--- Given data ---
+---+
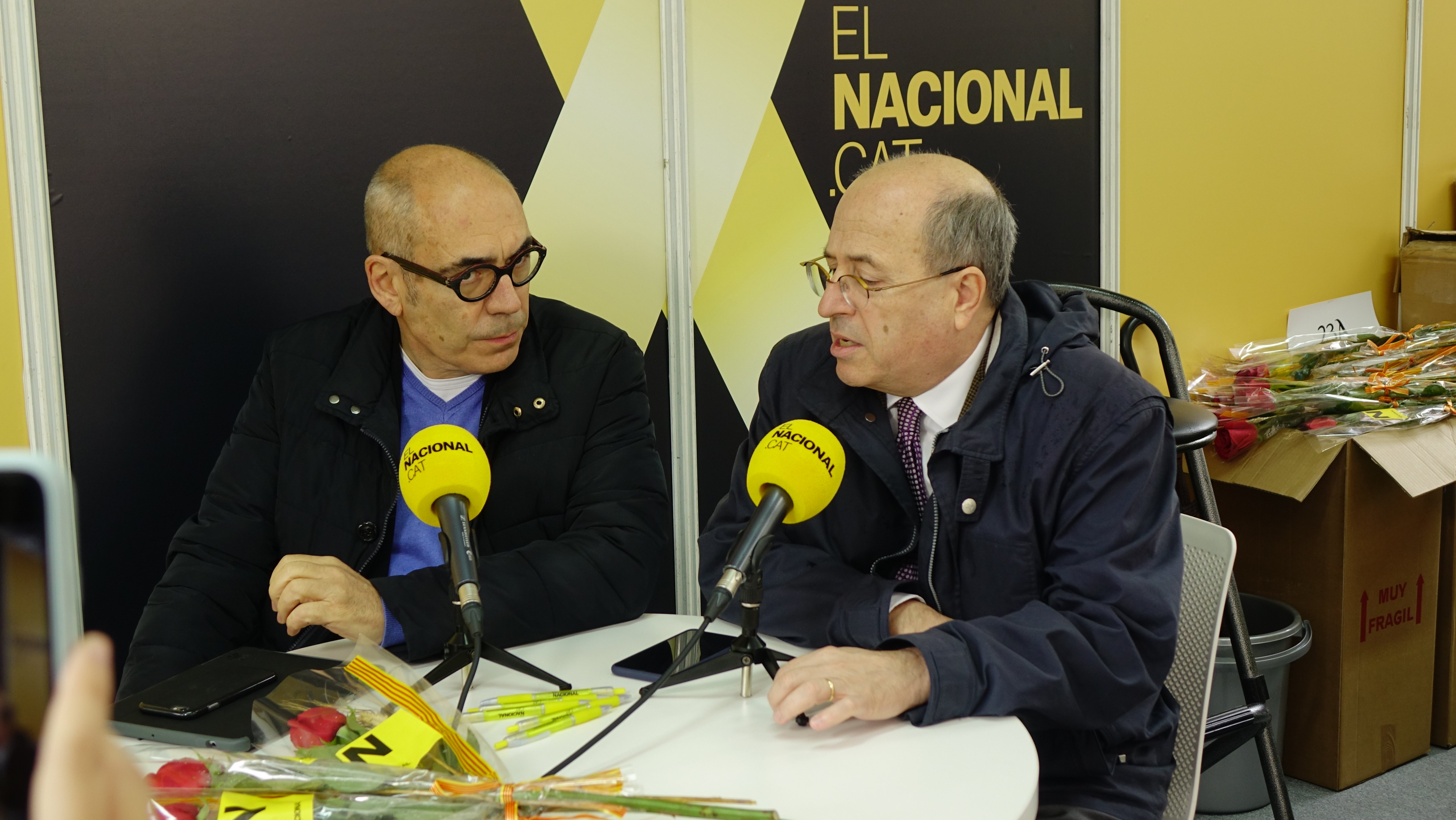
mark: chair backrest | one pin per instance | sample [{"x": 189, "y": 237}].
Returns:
[
  {"x": 1208, "y": 566},
  {"x": 1141, "y": 311}
]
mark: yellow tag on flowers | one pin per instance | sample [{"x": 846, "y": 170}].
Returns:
[
  {"x": 251, "y": 807},
  {"x": 401, "y": 740}
]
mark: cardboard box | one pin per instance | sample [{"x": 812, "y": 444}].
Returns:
[
  {"x": 1443, "y": 720},
  {"x": 1350, "y": 538},
  {"x": 1426, "y": 279}
]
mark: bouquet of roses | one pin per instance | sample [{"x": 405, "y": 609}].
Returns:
[
  {"x": 372, "y": 710},
  {"x": 1333, "y": 388},
  {"x": 191, "y": 784}
]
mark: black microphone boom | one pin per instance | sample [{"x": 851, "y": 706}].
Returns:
[
  {"x": 750, "y": 547},
  {"x": 456, "y": 544},
  {"x": 459, "y": 553}
]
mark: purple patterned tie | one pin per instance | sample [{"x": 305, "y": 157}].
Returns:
[{"x": 908, "y": 439}]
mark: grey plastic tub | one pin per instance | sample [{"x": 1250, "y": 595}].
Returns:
[{"x": 1280, "y": 638}]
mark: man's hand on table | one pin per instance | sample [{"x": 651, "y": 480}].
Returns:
[
  {"x": 868, "y": 685},
  {"x": 913, "y": 617},
  {"x": 309, "y": 591}
]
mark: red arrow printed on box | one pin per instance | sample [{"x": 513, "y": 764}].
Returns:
[{"x": 1420, "y": 593}]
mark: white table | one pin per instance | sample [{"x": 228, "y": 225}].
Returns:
[{"x": 704, "y": 739}]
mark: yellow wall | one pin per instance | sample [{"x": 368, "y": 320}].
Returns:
[
  {"x": 1438, "y": 206},
  {"x": 1260, "y": 162},
  {"x": 12, "y": 395}
]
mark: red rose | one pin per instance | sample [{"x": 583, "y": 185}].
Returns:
[
  {"x": 181, "y": 774},
  {"x": 302, "y": 737},
  {"x": 1257, "y": 372},
  {"x": 180, "y": 812},
  {"x": 315, "y": 727},
  {"x": 1234, "y": 437}
]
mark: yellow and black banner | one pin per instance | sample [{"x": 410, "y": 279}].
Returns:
[{"x": 209, "y": 164}]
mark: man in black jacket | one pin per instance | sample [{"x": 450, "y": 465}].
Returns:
[
  {"x": 302, "y": 535},
  {"x": 1005, "y": 539}
]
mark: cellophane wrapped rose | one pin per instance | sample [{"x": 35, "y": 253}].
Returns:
[{"x": 1331, "y": 388}]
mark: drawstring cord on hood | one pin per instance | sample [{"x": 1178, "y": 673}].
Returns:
[{"x": 1045, "y": 369}]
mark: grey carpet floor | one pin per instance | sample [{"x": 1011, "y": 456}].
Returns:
[{"x": 1422, "y": 790}]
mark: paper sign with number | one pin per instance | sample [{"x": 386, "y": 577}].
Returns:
[
  {"x": 251, "y": 807},
  {"x": 401, "y": 740}
]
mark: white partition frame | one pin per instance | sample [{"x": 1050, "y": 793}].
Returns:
[
  {"x": 1111, "y": 40},
  {"x": 681, "y": 372},
  {"x": 31, "y": 225},
  {"x": 1412, "y": 132}
]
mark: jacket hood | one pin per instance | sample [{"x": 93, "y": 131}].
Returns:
[{"x": 1052, "y": 321}]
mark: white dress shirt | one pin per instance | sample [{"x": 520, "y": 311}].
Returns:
+---+
--- Exercise ---
Quote all the lines above exactly as given. Do not include the pictures.

--- Output of the exercise ---
mark: chair backrest | one pin per instance | sample [{"x": 189, "y": 237}].
Returns:
[
  {"x": 1208, "y": 566},
  {"x": 1141, "y": 311}
]
mark: yellow tag on flowers | one pin per instance | sample [{"x": 846, "y": 170}].
Returns:
[
  {"x": 251, "y": 807},
  {"x": 401, "y": 740}
]
mark: cardboard box | one pin per instance | sample [{"x": 812, "y": 444}].
Returns:
[
  {"x": 1443, "y": 720},
  {"x": 1350, "y": 538},
  {"x": 1426, "y": 279}
]
mark: bouquet of roses | one pin per instance | sample [{"x": 405, "y": 609}].
Returns:
[
  {"x": 372, "y": 710},
  {"x": 1333, "y": 388},
  {"x": 191, "y": 784}
]
mark: black microphone boom | one pin per instance | sample [{"x": 851, "y": 706}].
Returns:
[
  {"x": 750, "y": 547},
  {"x": 456, "y": 544},
  {"x": 459, "y": 553}
]
mark: purple patterned tie | one pin per instance | sample [{"x": 305, "y": 157}].
Returns:
[{"x": 908, "y": 439}]
mark: grey plastic tub | one pin per instance | sample [{"x": 1250, "y": 595}].
Returns:
[{"x": 1280, "y": 638}]
mark: man's hand on table | one pin per instance | sample [{"x": 651, "y": 480}].
Returns:
[
  {"x": 868, "y": 685},
  {"x": 913, "y": 617},
  {"x": 309, "y": 591}
]
mark: red arrow printed on box | one pin per instance | sample [{"x": 513, "y": 764}].
Returns:
[{"x": 1420, "y": 593}]
mark: white table | one pin per instance | sample [{"x": 228, "y": 225}].
Returns:
[{"x": 704, "y": 739}]
mark: yellow wall | one pin per instance | sample [{"x": 368, "y": 320}].
Returns:
[
  {"x": 1438, "y": 206},
  {"x": 1260, "y": 162},
  {"x": 12, "y": 395}
]
mark: red rose | one pin per instance | sample [{"x": 583, "y": 185}].
Returns:
[
  {"x": 181, "y": 774},
  {"x": 302, "y": 737},
  {"x": 1257, "y": 372},
  {"x": 180, "y": 812},
  {"x": 315, "y": 727},
  {"x": 1234, "y": 437}
]
mark: yellow and black banner | one pin per instance | sample [{"x": 410, "y": 279}].
Returns:
[{"x": 209, "y": 164}]
mark: man in black jacket | one pin per instance | sample [{"x": 450, "y": 465}].
Returns:
[
  {"x": 302, "y": 535},
  {"x": 1005, "y": 539}
]
mark: cellophane wrapped rose | one pin per instance | sample [{"x": 35, "y": 253}].
Returns:
[{"x": 1331, "y": 388}]
mark: drawstring cord on hood | one pin per instance | sample [{"x": 1178, "y": 673}].
Returns:
[{"x": 1045, "y": 369}]
mark: grey carpet floor | one pin per instance | sample [{"x": 1011, "y": 456}].
Returns:
[{"x": 1422, "y": 790}]
mark: paper sign with number | one pin per instance | sample [{"x": 386, "y": 577}].
Returns:
[
  {"x": 251, "y": 807},
  {"x": 401, "y": 740}
]
mark: white partition frame | one pin per instance | sample [{"x": 1050, "y": 793}].
Returns:
[
  {"x": 1111, "y": 40},
  {"x": 681, "y": 372},
  {"x": 31, "y": 225},
  {"x": 1412, "y": 132}
]
mark: jacket hood | one pin per instance | sample [{"x": 93, "y": 131}].
Returns:
[{"x": 1052, "y": 321}]
mark: white dress shirt | one pin per instance | sample [{"x": 520, "y": 311}].
Returns:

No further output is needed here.